## Stated exercise a
Repeat the rows below word for word, starting at the first row and ending at the line that contains "column 88, row 67".

## Extracted text
Manager Terry Collins says “2015 is gonna be the year,” and that the Mets are “gonna be in the mix to play in October.”

“We’ve been preaching patience for four years, and it’s time to step up,” said Collins on Thursday while volunteering at a food bank in Queens. “We’ve got Matt coming back, Michael Cuddyer coming in. We’re gonna be a different team. We should be playing in October.”

I hope Collins is right, but there’s so much the Mets need to go right for that to happen and the top two items on that list are big rebound seasons from Curtis Granderson, 34, and David Wright, 32.

It reminded me of a conversation I transcribed between Gary Cohen and Ron Darling during a Mets broadcast, last September.

Gary Cohen: Granderson missed most of last year and hasn’t had a great year. But I don’t understand how you simply assume he’ll rebound next season. I mean how do you do that as an organization? How do you just go with these assumptions going forward?

Ron Darling: I don’t know. It’s a very relevant question but I don’t have a good answer for you. I think it’s almost impossible to make that assumption.

## Stated exercise b
Quote the Mets article above, starting at "It reminded me" and ending at "assumptions going forward?".

## Provided data

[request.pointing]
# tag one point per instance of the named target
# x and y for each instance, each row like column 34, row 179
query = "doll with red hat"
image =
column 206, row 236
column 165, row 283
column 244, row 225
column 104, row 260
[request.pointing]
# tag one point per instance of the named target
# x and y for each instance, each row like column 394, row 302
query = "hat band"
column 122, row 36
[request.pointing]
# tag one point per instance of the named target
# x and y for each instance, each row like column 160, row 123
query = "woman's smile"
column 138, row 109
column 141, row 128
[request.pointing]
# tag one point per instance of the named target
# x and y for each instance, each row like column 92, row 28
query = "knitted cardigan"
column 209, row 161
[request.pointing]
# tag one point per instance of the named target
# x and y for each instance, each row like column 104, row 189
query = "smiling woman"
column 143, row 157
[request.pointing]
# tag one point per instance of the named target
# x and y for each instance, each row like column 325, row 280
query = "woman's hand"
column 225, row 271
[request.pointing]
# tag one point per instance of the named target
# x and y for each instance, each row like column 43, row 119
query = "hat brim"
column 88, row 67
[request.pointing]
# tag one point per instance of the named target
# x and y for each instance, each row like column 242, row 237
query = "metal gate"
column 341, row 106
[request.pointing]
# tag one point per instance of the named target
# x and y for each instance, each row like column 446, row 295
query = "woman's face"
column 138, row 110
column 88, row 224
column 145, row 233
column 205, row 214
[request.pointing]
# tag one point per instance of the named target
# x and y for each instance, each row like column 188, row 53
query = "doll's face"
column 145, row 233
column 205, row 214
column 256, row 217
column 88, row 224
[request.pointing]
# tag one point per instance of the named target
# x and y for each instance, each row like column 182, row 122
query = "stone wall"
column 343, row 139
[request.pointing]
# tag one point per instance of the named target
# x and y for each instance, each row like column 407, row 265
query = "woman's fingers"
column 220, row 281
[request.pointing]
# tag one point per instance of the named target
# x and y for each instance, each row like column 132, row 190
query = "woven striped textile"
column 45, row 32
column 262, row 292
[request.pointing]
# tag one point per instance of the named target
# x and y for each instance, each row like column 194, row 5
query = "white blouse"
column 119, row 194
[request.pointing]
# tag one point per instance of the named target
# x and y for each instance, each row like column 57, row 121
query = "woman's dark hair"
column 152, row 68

## Response a
[request.pointing]
# tag one point per instance of the named target
# x and y for each instance, each row like column 34, row 179
query = "doll with red hat"
image =
column 206, row 236
column 165, row 283
column 244, row 225
column 104, row 260
[request.pointing]
# tag one point per instance of the named target
# x and y for each instance, each row like column 394, row 302
query = "hat band"
column 122, row 36
[request.pointing]
# tag one point per instance of the named target
# x and y for each instance, each row like column 160, row 123
query = "woman's smile"
column 138, row 109
column 141, row 128
[request.pointing]
# tag one point per instance of the named target
# x and y for each instance, each row like column 92, row 28
query = "knitted cardigan"
column 209, row 161
[request.pointing]
# tag one point per instance of the named target
# x and y for each instance, each row like column 104, row 189
query = "smiling woman"
column 143, row 157
[request.pointing]
# tag one point per instance of the named target
# x and y for each instance, each row like column 325, row 280
query = "woman's hand"
column 225, row 271
[request.pointing]
# tag one point per instance of the named target
# x and y for each instance, each row like column 43, row 119
query = "hat brim"
column 88, row 67

## Response b
It reminded me of a conversation I transcribed between Gary Cohen and Ron Darling during a Mets broadcast, last September.

Gary Cohen: Granderson missed most of last year and hasn’t had a great year. But I don’t understand how you simply assume he’ll rebound next season. I mean how do you do that as an organization? How do you just go with these assumptions going forward?